▸ **Work order 1**: Please list every temple or Zen center named in the essay on zazen and the sixth extinction below.
▸ **Work order 2**:
Answer these questions from the essay on zazen and the sixth extinction below:
(a) Which glacier puts more ice into the ocean than any other glacier in the northern hemisphere?
(b) How many years ago did the sangha begin?
(c) At least how many past mass extinction events do scientists identify?
▸ **Work order 3**: Extend the essay on zazen and the sixth extinction below, starting right after its final sentence.

▸ **Reading text**:
■ ■ ■ ■
Shikantaza during the
Sixth Great Extinction

Ilulissat Glacier in Greenland calved these icebergs into the waters of the Ilulissat Isfjord. It puts more ice into the ocean than any other glacier in the northern hemisphere. The iceberg that sank the 'Titanic' probably originated here (courtesy ). If the Greenland and the Antarctic ice sheets disintegrate there will not be a new stable sea level on any foreseeable time scale. Instead we will have created a situation with continual change, with intermittent calamities at thousands of cities around the world (Hansen). 

Along with Elizabeth Myoen Sikes (Seattle University philosophy department) and Bill XiaoBaiYun Hirsch (White Cloud lineage), I direct the Seattle University EcoSangha. We are affiliated with Eisho-ji and the Bellevue Soto Zen Center through Kosho Itagaki, and with the Northwest Dharma Association. The sangha began six years ago at the request of my Buddhist philosophy students and, in dialogue with Don Castro (Seattle Betsuin Jodo Shinshu temple) and Joe Schwab, evolved into an EcoSangha dedicated to Buddhist ecological vision as part of our practice. We continue to grow through regular zazen, sesshin and Buddhist ecology lectures. In 2010 we hosted a national Buddhist ecology conference, and with Kosho Itagaki we organized a pilgrimage to Japan that included sesshin at Yoko-ji temple.

We cannot deny, as we sit on our meditation cushions, that the degeneration of the Earth is continuing at a disconcerting pace. Prompted by the many unfolding ecological crises, our “EcoSangha” is guided by the conviction that ecological insights in Buddhist practice are not peripheral or niche concerns, something to be applied only when needed. They are fundamental to the Dharma itself. So how does our practice speak when the condition of the Earth has become so dire? What good is Zazen at a time like this? Are we merely sitting around as the Earth deteriorates catastrophically?

Dogen Zenji said that to characterize Zazen as simply “sitting idly” is to be “guilty of maligning the Great Vehicle. It is as profound an illusion as to declare there is no water when you are sitting in the midst of the ocean.” [1] Meditation extends beyond the meditation hall and encompasses all that we do. In this sense the EcoSangha also practices what is now called “engaged Buddhism” and we attempt to act on behalf of the maligned Earth. Still, the situation is so grave that even our most ambitious actions may sometimes feel like those of birds trying to put out a massive conflagration with acorn shells of water.

Sober examination of the problem reveals the unfolding of a cataclysm of staggering proportions. There is a growing consensus among biologists that we are in the midst of a great extinction event, with predictions running as high as the net loss of half of all macroscopic species by the end of the century. Scientists identify at least twenty mass extinction events that have occurred in the past. Five of them are considered so catastrophic as to be collectively deemed  the “Big Five”, during which conditions for life on Earth were cataclysmically altered. There is clear evidence that rapidly rising global temperatures resulting from industrial civilization, widespread destruction of non-human habitats, human overpopulation and general degradation of the biosphere is precipitating a sixth mass extinction.
■ ■ ■ ■
▸ **Source material**:
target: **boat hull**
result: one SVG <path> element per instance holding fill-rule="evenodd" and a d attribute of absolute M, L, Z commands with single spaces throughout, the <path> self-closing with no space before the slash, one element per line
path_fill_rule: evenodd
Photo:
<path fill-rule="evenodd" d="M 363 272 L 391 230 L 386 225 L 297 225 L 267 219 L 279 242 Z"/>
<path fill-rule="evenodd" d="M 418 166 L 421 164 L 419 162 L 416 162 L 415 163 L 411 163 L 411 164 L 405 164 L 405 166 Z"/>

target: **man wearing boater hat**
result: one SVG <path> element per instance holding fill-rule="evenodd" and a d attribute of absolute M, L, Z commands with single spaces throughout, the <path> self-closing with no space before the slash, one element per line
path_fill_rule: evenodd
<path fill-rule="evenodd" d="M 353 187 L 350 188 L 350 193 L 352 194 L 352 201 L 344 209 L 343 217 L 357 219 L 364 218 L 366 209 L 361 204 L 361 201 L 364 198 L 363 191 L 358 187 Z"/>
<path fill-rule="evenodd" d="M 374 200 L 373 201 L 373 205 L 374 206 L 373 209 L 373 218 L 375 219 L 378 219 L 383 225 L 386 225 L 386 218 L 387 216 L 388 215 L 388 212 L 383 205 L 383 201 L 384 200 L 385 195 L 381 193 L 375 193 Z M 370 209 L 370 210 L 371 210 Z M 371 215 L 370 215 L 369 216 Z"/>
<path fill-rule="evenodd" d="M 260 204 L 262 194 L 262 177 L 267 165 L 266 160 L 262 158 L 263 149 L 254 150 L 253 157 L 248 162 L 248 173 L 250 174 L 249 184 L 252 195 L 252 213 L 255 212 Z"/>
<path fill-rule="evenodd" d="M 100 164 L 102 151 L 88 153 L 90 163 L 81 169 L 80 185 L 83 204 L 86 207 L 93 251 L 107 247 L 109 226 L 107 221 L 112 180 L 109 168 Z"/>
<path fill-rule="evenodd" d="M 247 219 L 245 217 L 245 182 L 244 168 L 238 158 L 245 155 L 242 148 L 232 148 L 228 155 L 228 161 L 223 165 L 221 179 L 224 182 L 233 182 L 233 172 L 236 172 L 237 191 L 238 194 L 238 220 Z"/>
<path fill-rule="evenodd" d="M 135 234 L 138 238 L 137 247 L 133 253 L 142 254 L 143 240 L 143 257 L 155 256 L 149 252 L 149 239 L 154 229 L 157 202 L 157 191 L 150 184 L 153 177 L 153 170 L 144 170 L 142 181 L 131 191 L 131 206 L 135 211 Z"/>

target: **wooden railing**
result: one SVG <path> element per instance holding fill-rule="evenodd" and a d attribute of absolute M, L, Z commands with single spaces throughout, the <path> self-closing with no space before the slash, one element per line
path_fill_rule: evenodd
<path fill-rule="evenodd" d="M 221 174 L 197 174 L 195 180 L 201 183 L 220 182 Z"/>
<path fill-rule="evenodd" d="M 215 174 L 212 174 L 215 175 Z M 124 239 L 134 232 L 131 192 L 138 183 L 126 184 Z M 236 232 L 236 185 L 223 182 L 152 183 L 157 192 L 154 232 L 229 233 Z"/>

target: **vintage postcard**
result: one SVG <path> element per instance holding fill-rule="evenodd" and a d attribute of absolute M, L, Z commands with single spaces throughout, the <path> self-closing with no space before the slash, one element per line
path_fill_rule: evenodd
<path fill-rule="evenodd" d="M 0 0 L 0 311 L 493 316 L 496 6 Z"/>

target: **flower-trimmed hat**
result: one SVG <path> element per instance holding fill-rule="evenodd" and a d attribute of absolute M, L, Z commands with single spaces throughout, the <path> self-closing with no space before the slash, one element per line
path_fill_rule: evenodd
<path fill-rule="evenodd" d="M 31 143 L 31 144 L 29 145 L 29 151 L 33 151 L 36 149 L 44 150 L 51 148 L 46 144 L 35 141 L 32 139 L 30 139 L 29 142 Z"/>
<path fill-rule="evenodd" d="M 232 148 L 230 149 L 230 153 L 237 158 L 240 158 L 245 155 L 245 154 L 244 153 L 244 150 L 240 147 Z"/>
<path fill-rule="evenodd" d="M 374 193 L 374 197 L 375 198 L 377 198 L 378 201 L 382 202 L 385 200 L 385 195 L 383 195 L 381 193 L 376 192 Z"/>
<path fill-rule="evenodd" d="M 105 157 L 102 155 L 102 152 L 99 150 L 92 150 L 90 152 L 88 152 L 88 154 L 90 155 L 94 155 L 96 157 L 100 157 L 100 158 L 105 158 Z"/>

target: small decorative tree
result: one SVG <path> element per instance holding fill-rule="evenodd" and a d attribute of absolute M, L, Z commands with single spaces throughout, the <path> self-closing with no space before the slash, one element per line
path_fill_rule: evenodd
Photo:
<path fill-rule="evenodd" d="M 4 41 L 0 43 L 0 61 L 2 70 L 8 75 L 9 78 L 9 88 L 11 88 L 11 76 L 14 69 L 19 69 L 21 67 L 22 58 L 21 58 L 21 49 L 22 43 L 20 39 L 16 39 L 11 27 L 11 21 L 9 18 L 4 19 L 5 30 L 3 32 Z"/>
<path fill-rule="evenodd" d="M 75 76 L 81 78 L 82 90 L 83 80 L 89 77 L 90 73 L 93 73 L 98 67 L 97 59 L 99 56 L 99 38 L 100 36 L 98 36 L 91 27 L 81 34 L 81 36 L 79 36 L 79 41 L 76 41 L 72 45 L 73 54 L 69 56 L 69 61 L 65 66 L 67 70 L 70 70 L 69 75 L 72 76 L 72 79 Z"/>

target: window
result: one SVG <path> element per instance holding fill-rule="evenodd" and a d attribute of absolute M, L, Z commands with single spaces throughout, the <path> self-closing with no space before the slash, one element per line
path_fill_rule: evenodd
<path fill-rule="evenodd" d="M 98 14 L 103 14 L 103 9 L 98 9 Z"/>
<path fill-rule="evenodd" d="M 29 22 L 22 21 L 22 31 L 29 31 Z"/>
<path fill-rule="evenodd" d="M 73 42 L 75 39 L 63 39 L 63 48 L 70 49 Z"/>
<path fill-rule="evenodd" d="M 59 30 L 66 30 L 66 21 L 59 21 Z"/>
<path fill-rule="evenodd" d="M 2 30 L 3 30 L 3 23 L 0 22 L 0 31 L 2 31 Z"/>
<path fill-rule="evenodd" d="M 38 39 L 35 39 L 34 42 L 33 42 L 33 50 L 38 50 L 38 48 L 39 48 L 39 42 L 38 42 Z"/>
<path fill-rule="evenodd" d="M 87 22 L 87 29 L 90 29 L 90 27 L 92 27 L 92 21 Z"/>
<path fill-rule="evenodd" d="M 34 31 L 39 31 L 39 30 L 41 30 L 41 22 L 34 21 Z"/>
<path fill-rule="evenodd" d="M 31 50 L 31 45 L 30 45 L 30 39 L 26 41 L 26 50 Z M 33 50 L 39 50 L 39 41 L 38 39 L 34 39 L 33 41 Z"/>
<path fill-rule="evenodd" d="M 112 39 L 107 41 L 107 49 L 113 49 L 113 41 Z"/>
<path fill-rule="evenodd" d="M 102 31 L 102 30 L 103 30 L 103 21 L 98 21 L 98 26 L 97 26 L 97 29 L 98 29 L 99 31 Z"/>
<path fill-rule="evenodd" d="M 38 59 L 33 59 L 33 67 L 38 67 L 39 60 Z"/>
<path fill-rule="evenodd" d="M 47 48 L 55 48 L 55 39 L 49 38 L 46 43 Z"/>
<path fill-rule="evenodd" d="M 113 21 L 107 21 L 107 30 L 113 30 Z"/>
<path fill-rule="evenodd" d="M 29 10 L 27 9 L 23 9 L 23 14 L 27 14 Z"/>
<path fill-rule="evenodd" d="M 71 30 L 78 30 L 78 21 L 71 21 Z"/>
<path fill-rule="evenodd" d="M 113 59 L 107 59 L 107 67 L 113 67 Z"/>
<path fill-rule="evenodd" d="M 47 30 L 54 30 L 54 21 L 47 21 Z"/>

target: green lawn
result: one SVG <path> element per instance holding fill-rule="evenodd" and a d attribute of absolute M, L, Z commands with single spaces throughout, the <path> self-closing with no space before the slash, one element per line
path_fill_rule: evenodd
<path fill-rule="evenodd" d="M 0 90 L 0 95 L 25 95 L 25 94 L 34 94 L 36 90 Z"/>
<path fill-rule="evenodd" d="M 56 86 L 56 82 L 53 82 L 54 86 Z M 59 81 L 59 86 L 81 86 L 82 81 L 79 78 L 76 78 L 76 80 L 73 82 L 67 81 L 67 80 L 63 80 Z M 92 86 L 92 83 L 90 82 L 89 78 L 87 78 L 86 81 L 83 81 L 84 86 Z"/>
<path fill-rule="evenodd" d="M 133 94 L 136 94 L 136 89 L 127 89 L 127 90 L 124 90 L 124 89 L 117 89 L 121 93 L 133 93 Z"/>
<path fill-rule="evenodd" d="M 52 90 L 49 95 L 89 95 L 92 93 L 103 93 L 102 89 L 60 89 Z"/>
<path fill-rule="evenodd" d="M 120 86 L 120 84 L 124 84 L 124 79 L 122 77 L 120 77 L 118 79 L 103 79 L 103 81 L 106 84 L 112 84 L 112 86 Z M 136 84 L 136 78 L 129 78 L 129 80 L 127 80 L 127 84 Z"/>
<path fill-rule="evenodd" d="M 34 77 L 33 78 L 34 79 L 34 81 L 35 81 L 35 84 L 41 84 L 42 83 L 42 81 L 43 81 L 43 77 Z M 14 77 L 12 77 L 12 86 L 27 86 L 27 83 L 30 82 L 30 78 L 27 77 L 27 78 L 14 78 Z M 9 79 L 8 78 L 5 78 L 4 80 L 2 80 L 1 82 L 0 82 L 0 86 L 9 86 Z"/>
■ ■ ■ ■
▸ **Answer section 1**:
- Eisho-ji
- Bellevue Soto Zen Center
- Seattle Betsuin Jodo Shinshu temple
- Yoko-ji temple

▸ **Answer section 2**:
(a) Ilulissat Glacier
(b) Six
(c) Twenty

▸ **Answer section 3**:
Unless one is in collusion with the vastly profitable corporate oligarchies and their many agencies (lobbyists, politicians, media, etc.), it seems clear that this global ecological emergency puts at risk the flourishing—perhaps even the survival—of our own species. But it is very difficult to facilitate  lucid debate on this problem and its possible ameliorations, for: “Our mainstream media are contaminated by special interest PR campaigns that reinforce the delusion that fossil fuels remain safe and sustainable.” [2] We continue to precipitate our own downfall, in a perfect storm of media distortion and our own blinding passions.

Humans will likely comprise only a miniscule percentage of this carnage, and collateral damage is already unfolding all around us as the diminishing biodiversity of the Earth. Unlike those great reptiles who in the fifth great extinction succumbed to a cataclysmic climatic accident, the current crisis is not the result of a meteor or volcanoes. It is a symptom of our acquisitive wrath; the astonishing self-perpetuation of a “hungry ghost” mentality. Indeed, we are the natural disaster.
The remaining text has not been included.